-------- RECORDS SUPPLIED
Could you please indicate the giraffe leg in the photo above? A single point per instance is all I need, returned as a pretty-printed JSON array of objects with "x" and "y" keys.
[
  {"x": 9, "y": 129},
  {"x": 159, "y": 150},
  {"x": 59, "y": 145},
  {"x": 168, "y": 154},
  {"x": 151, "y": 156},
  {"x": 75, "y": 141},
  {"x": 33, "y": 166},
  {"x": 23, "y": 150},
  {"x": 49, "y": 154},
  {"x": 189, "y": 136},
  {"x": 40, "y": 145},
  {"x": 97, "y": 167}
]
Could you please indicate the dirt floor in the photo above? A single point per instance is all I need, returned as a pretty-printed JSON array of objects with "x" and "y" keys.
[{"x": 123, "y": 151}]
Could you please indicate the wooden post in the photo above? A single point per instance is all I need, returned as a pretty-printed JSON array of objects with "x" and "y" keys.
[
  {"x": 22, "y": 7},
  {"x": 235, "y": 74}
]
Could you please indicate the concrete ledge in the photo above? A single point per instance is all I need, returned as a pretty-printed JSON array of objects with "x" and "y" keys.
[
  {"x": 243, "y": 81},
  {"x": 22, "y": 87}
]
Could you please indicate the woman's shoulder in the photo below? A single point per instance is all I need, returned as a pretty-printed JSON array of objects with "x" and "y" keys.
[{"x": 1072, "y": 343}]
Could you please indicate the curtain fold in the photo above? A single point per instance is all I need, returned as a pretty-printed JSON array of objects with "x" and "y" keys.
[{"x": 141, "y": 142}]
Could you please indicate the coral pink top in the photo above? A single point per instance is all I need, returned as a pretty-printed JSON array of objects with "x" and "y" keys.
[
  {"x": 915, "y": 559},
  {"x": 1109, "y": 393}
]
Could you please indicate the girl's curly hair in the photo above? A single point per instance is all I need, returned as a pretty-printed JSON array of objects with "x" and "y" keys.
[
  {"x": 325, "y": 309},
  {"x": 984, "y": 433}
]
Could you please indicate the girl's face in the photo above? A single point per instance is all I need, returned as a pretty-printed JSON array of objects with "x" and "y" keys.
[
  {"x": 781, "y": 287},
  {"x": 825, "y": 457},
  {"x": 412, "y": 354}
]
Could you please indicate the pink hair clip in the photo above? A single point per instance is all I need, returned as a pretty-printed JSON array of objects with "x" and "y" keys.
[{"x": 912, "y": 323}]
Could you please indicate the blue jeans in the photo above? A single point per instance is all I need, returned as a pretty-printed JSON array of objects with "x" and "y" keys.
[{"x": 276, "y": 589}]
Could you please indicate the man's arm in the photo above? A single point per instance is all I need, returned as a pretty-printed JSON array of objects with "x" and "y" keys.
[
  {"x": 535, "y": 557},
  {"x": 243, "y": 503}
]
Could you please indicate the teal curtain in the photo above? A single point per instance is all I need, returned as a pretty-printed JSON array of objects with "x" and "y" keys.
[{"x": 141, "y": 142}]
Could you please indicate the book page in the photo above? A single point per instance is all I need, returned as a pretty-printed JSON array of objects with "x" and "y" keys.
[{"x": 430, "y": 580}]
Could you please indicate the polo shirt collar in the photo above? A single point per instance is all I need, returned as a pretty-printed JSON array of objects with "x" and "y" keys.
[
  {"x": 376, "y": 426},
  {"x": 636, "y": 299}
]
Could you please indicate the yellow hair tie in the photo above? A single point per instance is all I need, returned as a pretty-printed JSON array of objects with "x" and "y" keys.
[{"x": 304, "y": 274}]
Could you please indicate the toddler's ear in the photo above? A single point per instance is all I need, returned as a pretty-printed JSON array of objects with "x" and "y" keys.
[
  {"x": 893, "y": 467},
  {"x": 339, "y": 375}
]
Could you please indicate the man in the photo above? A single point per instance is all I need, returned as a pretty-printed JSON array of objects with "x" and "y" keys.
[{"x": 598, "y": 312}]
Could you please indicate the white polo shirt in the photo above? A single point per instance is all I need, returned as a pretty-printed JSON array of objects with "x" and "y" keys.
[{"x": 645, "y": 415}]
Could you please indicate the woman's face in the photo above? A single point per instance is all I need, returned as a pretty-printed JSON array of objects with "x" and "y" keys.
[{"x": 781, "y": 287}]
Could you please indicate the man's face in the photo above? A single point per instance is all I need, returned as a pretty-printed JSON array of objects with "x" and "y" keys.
----------------
* _OBJECTIVE_: Write out the entries above word for word.

* _RESPONSE TO THE TASK_:
Could you please indicate the giraffe leg in the photo above? A single point per instance is all I need, returned as a pretty-printed JSON array of objects with "x" and "y" keys.
[
  {"x": 9, "y": 129},
  {"x": 159, "y": 150},
  {"x": 59, "y": 145},
  {"x": 168, "y": 154},
  {"x": 151, "y": 156},
  {"x": 75, "y": 141},
  {"x": 33, "y": 166},
  {"x": 23, "y": 150},
  {"x": 49, "y": 154},
  {"x": 189, "y": 136},
  {"x": 40, "y": 145},
  {"x": 97, "y": 167}
]
Could you please indicate the dirt floor in the photo above? A single point per instance is all I need, returned as a pretty-printed JSON array of objects with "x" and "y" keys.
[{"x": 123, "y": 151}]
Could you please indicate the wooden post in the photo above? A single point per instance is all I need, returned as a pretty-printed JSON array of objects with "x" and "y" keys.
[
  {"x": 22, "y": 7},
  {"x": 235, "y": 74}
]
Could you please indicate the concrete ledge in the photo above? A single point per instance is all I need, returned as a pretty-printed JSON array of objects with "x" and "y" keys.
[
  {"x": 243, "y": 81},
  {"x": 22, "y": 87}
]
Could you please indicate the woman's shoulder in the photo below? A single point per instance is all I need, returned as a pretty-printed JSON array of objects with "x" and "y" keys.
[{"x": 1072, "y": 343}]
Could you please indicate the curtain fold in the photo above? A single point per instance is all I need, returned as a pretty-printed JSON array of objects with "x" and "y" keys.
[{"x": 141, "y": 142}]
Could you please indicate the coral pink top in the photo above? A single point per instance is all I need, returned as a pretty-printed JSON array of objects with "x" and "y" keys.
[
  {"x": 915, "y": 559},
  {"x": 1109, "y": 393}
]
Could you please indicate the girl's curly hair in the photo above? A single point per instance is all I need, returned as a pretty-printed JSON array of objects with "x" and "y" keys.
[
  {"x": 325, "y": 309},
  {"x": 984, "y": 433}
]
Could you please indicate the girl's face in the photo above? A single point per instance is all I need, returned as a pretty-printed JSON array of objects with "x" and "y" keys.
[
  {"x": 781, "y": 287},
  {"x": 825, "y": 457},
  {"x": 412, "y": 354}
]
Could you please indicate the pink hair clip in the photo above? A single point per instance is all I need, returned as a pretty-printed JSON array of objects with "x" and "y" keys.
[{"x": 912, "y": 323}]
Could you please indicate the blue jeans in the photo above? A single point per instance is all I need, returned as a pretty-printed JSON array of objects with "x" and "y" keys.
[{"x": 276, "y": 589}]
Could you please indicate the man's arm in the photo above? A single point per instance is all I need, returned as a pretty-printed JSON array of objects with "x" and "y" keys.
[
  {"x": 535, "y": 557},
  {"x": 243, "y": 503}
]
Could you please indicate the teal curtain in the photo above? A single point per instance is all I need, returned as a pretty-printed JSON array of objects with "x" and "y" keys.
[{"x": 141, "y": 142}]
Could you please indicate the book page in the photo above? A single point per instance is all I need, returned as a pretty-printed JSON array of objects with "x" and "y" keys.
[{"x": 430, "y": 580}]
Could you please indicate the polo shirt collar in the photo above? A single point per instance is all I need, returned as a pretty-printed JSON array of objects with "x" and "y" keys.
[
  {"x": 376, "y": 426},
  {"x": 636, "y": 299}
]
Could you please indicate the yellow hair tie in the photo above? A single point per instance is all I need, returned as a pretty-printed JSON array of objects with "x" and "y" keys.
[{"x": 304, "y": 274}]
Could you please indicate the toddler's ear in the photo above? A single point per instance is all I need, returned as a pretty-printed JSON array of objects with "x" and "y" keys.
[
  {"x": 893, "y": 467},
  {"x": 339, "y": 375}
]
Could you please indicate the man in the photo above? A single point per instance is all I need, returned as a pretty-printed JSON array of objects with "x" and "y" keys.
[{"x": 598, "y": 312}]
Could you please indicate the white polo shirt in the photo above? A single point per instance is all I need, returned as a pretty-printed JSON array of objects with "x" and "y" keys.
[{"x": 645, "y": 415}]
Could you please indicate the woman's face in the photo above? A single point per instance is all I need, returned as a pretty-printed JSON array of objects with "x" and "y" keys.
[{"x": 781, "y": 287}]
Could you please indicate the man's face in the photo above? A single point per instance is all I need, returned as a pretty-printed JSON array of objects with "x" and "y" keys.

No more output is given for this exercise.